### Aim of the exercise
Extract the complete listing and repeat it word for word.

start Records for the exercise

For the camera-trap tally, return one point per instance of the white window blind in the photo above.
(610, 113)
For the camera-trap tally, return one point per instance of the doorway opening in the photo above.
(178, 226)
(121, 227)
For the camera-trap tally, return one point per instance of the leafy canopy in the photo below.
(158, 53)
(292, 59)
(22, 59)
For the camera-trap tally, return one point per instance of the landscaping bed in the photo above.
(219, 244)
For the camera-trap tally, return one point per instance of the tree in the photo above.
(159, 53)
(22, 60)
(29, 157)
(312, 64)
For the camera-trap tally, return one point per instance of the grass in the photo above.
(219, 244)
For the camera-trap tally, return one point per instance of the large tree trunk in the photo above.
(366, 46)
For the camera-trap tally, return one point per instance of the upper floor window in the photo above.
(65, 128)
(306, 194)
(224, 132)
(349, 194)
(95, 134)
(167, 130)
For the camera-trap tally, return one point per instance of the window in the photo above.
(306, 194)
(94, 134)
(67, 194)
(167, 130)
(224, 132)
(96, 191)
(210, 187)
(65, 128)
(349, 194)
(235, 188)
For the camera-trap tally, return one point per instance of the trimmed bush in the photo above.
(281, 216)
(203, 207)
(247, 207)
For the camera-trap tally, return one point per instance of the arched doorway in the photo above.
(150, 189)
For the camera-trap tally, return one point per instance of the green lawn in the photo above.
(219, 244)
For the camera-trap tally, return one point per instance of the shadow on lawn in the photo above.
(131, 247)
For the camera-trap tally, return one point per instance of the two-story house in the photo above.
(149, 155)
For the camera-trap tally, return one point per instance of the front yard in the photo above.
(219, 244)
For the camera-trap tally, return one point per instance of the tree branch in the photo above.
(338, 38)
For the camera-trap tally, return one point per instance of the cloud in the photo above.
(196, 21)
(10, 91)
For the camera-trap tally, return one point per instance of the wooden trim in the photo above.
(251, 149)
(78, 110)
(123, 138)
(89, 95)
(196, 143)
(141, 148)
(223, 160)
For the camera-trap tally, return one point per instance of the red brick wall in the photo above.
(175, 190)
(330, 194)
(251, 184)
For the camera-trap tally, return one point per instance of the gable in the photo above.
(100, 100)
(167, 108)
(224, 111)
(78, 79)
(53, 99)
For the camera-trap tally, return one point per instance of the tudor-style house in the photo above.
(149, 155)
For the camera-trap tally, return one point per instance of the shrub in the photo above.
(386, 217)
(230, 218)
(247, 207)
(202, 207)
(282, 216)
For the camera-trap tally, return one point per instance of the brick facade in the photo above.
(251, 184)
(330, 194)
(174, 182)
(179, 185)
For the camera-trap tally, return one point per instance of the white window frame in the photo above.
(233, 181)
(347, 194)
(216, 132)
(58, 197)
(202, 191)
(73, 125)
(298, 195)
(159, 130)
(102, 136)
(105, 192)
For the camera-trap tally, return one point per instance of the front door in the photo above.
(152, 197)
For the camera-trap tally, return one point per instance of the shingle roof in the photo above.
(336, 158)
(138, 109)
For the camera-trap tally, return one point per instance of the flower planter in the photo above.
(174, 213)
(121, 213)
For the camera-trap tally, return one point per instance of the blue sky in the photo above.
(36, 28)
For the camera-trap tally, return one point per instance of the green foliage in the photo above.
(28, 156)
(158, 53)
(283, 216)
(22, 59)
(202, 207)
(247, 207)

end Records for the exercise

### The answer
For the camera-trap tally, return one point per instance of the white window blind in the photo above.
(610, 113)
For the camera-trap tally, return one point per instance of the doorway opening in the photo above.
(178, 226)
(121, 227)
For the camera-trap tally, return one point per instance of the leafy canopy in the photo below.
(158, 53)
(292, 59)
(22, 59)
For the camera-trap tally, return one point per instance of the landscaping bed in the photo above.
(219, 244)
For the camera-trap tally, return one point per instance of the tree in the photo above.
(159, 53)
(22, 60)
(29, 157)
(312, 64)
For the camera-trap tally, return one point per instance of the grass in the photo above.
(219, 244)
For the camera-trap tally, return one point per instance of the large tree trunk in the photo above.
(366, 46)
For the camera-trap tally, return one point per instance of the upper floor window in the photo above.
(65, 128)
(306, 194)
(224, 132)
(349, 194)
(95, 134)
(167, 130)
For the camera-trap tally, return one point per instance of the window in the photo above.
(306, 194)
(94, 134)
(67, 194)
(167, 130)
(224, 132)
(96, 191)
(210, 187)
(65, 128)
(349, 194)
(235, 188)
For the camera-trap tally, return one point per instance of the trimmed bush in the photo above.
(281, 216)
(203, 207)
(247, 207)
For the camera-trap tally, return one point per instance of the arched doorway in the photo above.
(150, 189)
For the camera-trap tally, return one point per instance of the green lawn in the photo above.
(219, 244)
For the camera-trap tally, return one point per instance of the shadow on lawn in the photo above.
(131, 247)
For the camera-trap tally, return one point per instance of the two-story house in the photo above.
(149, 155)
For the camera-trap tally, return one point per instance of the front yard in the photo above.
(219, 244)
For the camera-trap tally, return one point per instance of the tree branch in the photo above.
(338, 38)
For the camera-trap tally, return one point per instance of the cloud in the photo above.
(196, 21)
(10, 91)
For the camera-trap tally, return one point per instance of the wooden trim in the photo above.
(251, 149)
(78, 110)
(123, 138)
(89, 95)
(196, 143)
(141, 148)
(223, 160)
For the camera-trap tally, return one point per instance of the red brick wall in the photo above.
(175, 190)
(330, 194)
(251, 184)
For the camera-trap tally, return one point per instance of the gable in the photo above.
(100, 100)
(167, 108)
(224, 111)
(78, 79)
(53, 99)
For the camera-trap tally, return one point per instance of the tudor-style house in the photo above.
(149, 155)
For the camera-trap tally, return one point per instance of the shrub in the photo above.
(386, 217)
(230, 218)
(247, 207)
(202, 207)
(282, 216)
For the camera-trap tally, return one point per instance of the brick facade in the photo above.
(251, 184)
(330, 194)
(174, 182)
(179, 185)
For the camera-trap tally, return one point per instance of the white window frame in the photo above.
(233, 181)
(347, 194)
(216, 132)
(58, 197)
(202, 191)
(73, 125)
(298, 195)
(159, 130)
(102, 136)
(105, 192)
For the camera-trap tally, return one point per instance of the front door in the photo above.
(152, 197)
For the camera-trap tally, return one point per instance of the shingle roof in the photo above.
(336, 158)
(138, 109)
For the camera-trap tally, return one point per instance of the flower planter in the photo above.
(174, 213)
(121, 213)
For the camera-trap tally, return one point per instance of the blue sky in the photo above.
(36, 28)
For the camera-trap tally, return one point per instance of the green foliage in the photo above.
(28, 156)
(158, 53)
(283, 216)
(22, 59)
(202, 207)
(247, 207)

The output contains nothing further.